> Passage provided
The difference between the profit which can be made by the use of capital, and the interest which will be paid for it, is rightly characterized as wages of superintendance. But to infer from this that it is regulated by entirely the same principles as other wages, would be to push the analogy too far. It is wages, but wages paid by a commission upon the capital employed. If the general rate of profit is 10 per cent, and the rate of interest 5 per cent, the wages of superintendance will be 5 per cent; and though one borrower employ a capital of 100,000l., another no more than 100l., the labour of both will be rewarded with the same per centage, though, in the one ease, this symbol will represent an income of 5l., in the other case, of 5000l. Yet it cannot be pretended that the labour of the two borrowers differs in this proportion. The rule, therefore, that equal quantities of labour of equal hardness and skill are equally remunerated, does not hold of this kind of labour. The wages of any other labour are here an inapplicable criterion.

The wages of superintendance are distinguished from ordinary wages by another peculiarity, that they are not paid in advance out of capital, like the wages of all other labourers, but merge in the profit, and are not realized until the production is completed. This takes them entirely out of the ordinary law of wages. The wages of labourers who are paid in advance, are regulated by the number of competitors compared with the amount of capital; the labourers can consume no more than what has been previously accumulated. But there is no such limit to the remuneration of a kind of labour which is not paid for out of wealth previously accumulated, but out of that produce which it is itself employed in calling into existence.

When these circumstances are duly weighed, it will be perceived, that although profit may be correctly analyzed into interest and wages of superintendance, we ought not to lay it down as the law of interest, that it is profits minus the wages of superintendance. Of the two expressions, it would be decidedly the more correct, that the wages of superintendance are regulated by the rate of interest, or are equal to profits minus interest. In strict, propriety, neither expression would be allowable. Interest, and the wages of superintendance, can scarcely be said to depend upon one another. They are to one another in the same relation as wages and profits are. They are like two buckets in a well: when one rises, the other descends, but neither of the two motions is the cause of the other; both are simultaneous effects of the same cause, the turning of the windlass.

There are among the capitalists of every country a considerable number who are habitually, and almost necessarily, lenders; to whom scarcely any difference between what they could receive for their money and what could be made by it, would be an equivalent for incurring the risk and labour of carrying on business. In this predicament is the property of widows and orphans; of many public bodies; of charitable institutions; most property which is vested in trustees; and the property of a great number of persons unused to business, and who have a distaste for it, or whose other occupations prevent their engaging in it. How large a proportion of the property lent to the nation comes under this description, has been pointed out in Mr. Tooke's Considerations on the State of the Currency.

There is another large class, consisting of bankers, bill-brokers, and others, who are money-lenders by profession; who enter into that profession with the intention of making such gains as it will yield them, and who would not be induced to change their business by any but a very strong pecuniary inducement.

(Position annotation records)
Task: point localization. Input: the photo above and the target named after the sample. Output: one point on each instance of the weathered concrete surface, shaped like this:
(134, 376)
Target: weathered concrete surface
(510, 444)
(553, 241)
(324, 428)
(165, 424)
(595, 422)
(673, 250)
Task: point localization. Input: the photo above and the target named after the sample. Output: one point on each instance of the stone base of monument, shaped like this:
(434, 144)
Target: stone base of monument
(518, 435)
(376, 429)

> Tasks to complete
A. What kinds of property does the passage on interest and wages of superintendance name as being in the predicament of habitual lenders?
B. Can you reproduce the passage on interest and wages of superintendance, starting with "The wages of superintendance are distinguished" and going on through "calling into existence."?
None of the items are needed to complete what is asked here.

> Outputs by task
A.
- The property of widows and orphans
- The property of many public bodies
- The property of charitable institutions
- Most property which is vested in trustees
- The property of a great number of persons unused to business, and who have a distaste for it, or whose other occupations prevent their engaging in it

B.
The wages of superintendance are distinguished from ordinary wages by another peculiarity, that they are not paid in advance out of capital, like the wages of all other labourers, but merge in the profit, and are not realized until the production is completed. This takes them entirely out of the ordinary law of wages. The wages of labourers who are paid in advance, are regulated by the number of competitors compared with the amount of capital; the labourers can consume no more than what has been previously accumulated. But there is no such limit to the remuneration of a kind of labour which is not paid for out of wealth previously accumulated, but out of that produce which it is itself employed in calling into existence.